**Source passage**
More Essential Qualities of Leadership
"Deacons, likewise, are to be men worthy of respect, sincere, not indulging in much wine, and not pursuing dishonest gain. They must keep hold of the deep truths of the faith with a clear conscience. They must first be tested; and if there is nothing against them, let them serve as deacons." (1 Timothy 3:8–10)
Our sense of humor is a gift from God that should be controlled as well as cultivated. Clean, wholesome humor will relax tension and relieve difficult situations. Leaders can use it to displace tension with a sense of the normal.
Holy anger has its roots in genuine love. Both are part of the nature of God. . . Great leaders—people who turn the tide and change the direction of events—have been angry at injustice and abuse that dishonors God and enslaves the weak. William Wilberforce moved heaven and earth to emancipate slaves in England and eliminate the slave trade—and he was angry! . . . To be free of sin such anger must be zealous for truth and purity, with the glory of God its chief objective.
When we lead by persuasion rather than command, patience is essential. . . Leaders rightly cultivate the art of persuasion that allows maximum individual decision making and ownership of a plan. Often, a leader’s plan of action must wait for collegial support—ever patient—until the team is ready.

**Work task**
Write the next part of the passage on the qualities of leadership, picking up after its final sentence.

**Study material**

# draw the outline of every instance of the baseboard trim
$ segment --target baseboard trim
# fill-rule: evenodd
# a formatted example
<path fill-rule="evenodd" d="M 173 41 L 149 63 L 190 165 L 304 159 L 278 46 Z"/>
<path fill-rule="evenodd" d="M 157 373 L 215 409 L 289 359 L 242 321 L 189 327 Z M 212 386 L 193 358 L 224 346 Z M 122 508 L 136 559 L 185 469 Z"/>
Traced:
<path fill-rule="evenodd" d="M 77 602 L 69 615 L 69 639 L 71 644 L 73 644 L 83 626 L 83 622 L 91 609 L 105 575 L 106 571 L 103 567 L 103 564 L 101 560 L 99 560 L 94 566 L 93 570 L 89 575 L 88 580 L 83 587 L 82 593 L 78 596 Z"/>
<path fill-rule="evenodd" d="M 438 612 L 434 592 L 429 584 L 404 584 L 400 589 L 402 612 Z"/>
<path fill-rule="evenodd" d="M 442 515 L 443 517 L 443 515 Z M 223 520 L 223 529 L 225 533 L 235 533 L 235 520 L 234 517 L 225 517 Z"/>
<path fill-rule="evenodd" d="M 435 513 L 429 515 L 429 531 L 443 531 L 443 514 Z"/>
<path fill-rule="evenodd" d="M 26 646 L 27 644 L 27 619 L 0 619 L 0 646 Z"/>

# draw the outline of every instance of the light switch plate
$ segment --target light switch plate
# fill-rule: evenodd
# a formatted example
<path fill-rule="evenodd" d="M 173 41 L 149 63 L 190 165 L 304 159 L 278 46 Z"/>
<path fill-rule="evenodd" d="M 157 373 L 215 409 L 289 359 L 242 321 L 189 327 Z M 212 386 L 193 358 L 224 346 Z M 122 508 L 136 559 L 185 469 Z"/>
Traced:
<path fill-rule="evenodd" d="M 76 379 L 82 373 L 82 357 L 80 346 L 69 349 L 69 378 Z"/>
...
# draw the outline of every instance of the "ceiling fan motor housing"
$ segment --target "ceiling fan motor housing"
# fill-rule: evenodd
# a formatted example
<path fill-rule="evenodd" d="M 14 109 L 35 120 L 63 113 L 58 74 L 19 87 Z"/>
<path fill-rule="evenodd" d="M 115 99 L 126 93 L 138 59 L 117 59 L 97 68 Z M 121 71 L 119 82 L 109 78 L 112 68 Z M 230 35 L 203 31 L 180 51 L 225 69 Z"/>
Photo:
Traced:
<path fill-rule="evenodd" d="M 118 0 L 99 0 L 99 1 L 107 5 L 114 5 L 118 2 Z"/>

**Task output**
Tact and Diplomacy
[T]act is the ability to deal with people sensitively, to avoid giving offense, to have a “feel” for the proper words or responses to a delicate situation. Diplomacy is the ability to manage delicate situations, especially involving people from different cultures, and certainly from differing opinions. . . A leader needs the ability to negotiate differences in a way that recognizes mutual rights and intelligence and yet leads to a harmonious solution.
However spiritual a leader may be, he cannot translate vision into action without executive ability. It is true that subtle dangers lie in organization, for if it is overzealous it can become an unsatisfactory substitute for the working of the Holy Spirit. . . God is methodic and orderly. And God requires of His managers and stewards that “all things be done decently and in order.”
The Therapy of Listening
To get at the root of problems, a leader must develop into a skillful listener. Too many strong personalities are compulsive talkers. . . Leaders who want to show sensitivity should listen often and long, and talk short and seldom. Many so-called leaders are too busy to listen. True leaders know that time spent listening is well invested.